- Passage -
»»

Today I looked at myself with a new set of eyes... well not new exactly, they're the ones I was born with but I saw something different through them today.
The extra pounds creeping on over the years haven't gone unnoticed, the wrinkles forming, the achey bits that didn't used to ache and I've bemoaned the fact that "I'm not what I used to be" more than once but then I saw it...
I am wonderful, there I said it. Not wonderful in a conceited way but because I've overcome so much; a breakdown and learning to live with all that brings, a stroke and consequent physical reminders that crop up when I'm overdoing it! I've lived with [often] crippling asthma, had to undergo regular steroid courses including one continual two year course resulting in 4 stone weight gain and bloating so I could hardly see though my eyes, I've been a long term carer for my 2 wonderful parents and then worked through surviving a broken heart after losing them both within 7 short months of each other, and undergone surgical procedures. I've held down more jobs at once than I care to count, looked after my animal family throughout and all whilst trying to be a good friend, wife and person (whatever 'good' means)
It's true I'm heavier than I should be, slower than I'd like to be and not as pleasing on the eye as I used to be but I've overcome so much I am at last proud of who I've become. The changes are just my little battle scars; my body's way of reminding me just how far I've come. The emotional blips I have to deal with are only like the scars of my physical body, but I have at long last accepted that I do need to be kinder to myself emotionally in the same way I would wear a bandage for a sprained knee or splints for my carpal tunnel. It's no different and I'm no longer ashamed of the fact that there are times I find things emotionally difficult. I now own my emotional wellbeing equally alongside my physical wellbeing.

««

- Directive A -
In the self-acceptance essay, how long did the continual steroid course last?
- Directive B -
Pick up the self-acceptance essay after its final sentence and write the next part.

- Items -
»»

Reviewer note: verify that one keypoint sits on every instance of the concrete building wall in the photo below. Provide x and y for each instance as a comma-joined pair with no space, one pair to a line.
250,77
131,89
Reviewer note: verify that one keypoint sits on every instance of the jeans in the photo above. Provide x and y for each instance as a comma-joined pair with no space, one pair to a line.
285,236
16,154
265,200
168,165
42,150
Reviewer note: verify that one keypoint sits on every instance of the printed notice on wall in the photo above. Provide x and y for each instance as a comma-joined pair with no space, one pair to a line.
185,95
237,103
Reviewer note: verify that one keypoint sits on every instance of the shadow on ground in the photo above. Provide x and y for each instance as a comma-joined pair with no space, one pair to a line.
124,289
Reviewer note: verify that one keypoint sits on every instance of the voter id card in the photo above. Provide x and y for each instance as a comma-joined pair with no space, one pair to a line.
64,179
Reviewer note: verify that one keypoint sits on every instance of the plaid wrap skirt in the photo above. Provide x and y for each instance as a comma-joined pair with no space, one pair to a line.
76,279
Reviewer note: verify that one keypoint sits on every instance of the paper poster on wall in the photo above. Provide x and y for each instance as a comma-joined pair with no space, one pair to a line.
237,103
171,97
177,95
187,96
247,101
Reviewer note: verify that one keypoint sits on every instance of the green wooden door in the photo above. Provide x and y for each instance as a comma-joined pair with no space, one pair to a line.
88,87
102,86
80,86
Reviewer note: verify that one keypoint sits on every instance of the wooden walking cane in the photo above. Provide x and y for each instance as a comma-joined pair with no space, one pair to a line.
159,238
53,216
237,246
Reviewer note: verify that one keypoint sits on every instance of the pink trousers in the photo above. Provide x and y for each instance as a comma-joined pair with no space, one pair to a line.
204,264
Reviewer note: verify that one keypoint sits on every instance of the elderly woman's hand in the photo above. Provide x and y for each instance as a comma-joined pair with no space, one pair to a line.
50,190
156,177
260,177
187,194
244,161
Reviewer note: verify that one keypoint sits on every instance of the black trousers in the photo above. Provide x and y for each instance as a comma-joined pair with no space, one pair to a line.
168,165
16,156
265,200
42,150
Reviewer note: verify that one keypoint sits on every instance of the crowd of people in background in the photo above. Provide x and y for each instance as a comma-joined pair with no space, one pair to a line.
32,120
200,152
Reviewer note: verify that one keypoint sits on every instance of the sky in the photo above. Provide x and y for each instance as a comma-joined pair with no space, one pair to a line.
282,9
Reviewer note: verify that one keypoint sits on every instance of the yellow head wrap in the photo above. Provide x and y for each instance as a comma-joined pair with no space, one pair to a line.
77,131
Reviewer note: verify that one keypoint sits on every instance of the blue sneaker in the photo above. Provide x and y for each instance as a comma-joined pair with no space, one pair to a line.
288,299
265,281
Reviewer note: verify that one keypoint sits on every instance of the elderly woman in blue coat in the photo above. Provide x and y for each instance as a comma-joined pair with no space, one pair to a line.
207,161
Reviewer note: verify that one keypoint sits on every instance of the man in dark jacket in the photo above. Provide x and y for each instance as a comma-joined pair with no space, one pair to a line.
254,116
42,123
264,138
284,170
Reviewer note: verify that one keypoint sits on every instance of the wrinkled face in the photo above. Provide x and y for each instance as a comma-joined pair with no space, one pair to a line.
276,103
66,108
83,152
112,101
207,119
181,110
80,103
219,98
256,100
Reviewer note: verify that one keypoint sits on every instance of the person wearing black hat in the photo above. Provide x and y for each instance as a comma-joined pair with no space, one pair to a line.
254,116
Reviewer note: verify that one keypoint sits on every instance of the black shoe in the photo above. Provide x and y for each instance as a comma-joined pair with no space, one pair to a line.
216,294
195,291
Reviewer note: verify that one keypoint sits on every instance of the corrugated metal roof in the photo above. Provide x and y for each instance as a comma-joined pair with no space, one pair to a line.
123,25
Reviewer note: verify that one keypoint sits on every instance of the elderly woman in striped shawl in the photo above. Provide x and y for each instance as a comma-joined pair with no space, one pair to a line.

««

- Expected output A -
Two years.

- Expected output B -
In the past I'd be happy for people to see my broken leg and yet ashamed of the fact that some days I'd cry for most of it; often without even knowing why – but not having to know why is also part of the acceptance; if I need time out I no longer require a reason from myself.
The saying goes: "If ifs and buts were chocolate and nuts – every day would be Christmas."
Well I just made myself giggle by making this one up "If shoulds and coulds were flowers and buds – everyone's life would be a garden."
So take care of yourself - inside and out, and remember – you're the best you've ever been... because it's life's experiences that have made you the wonderful person you are today x
A Moodscope member.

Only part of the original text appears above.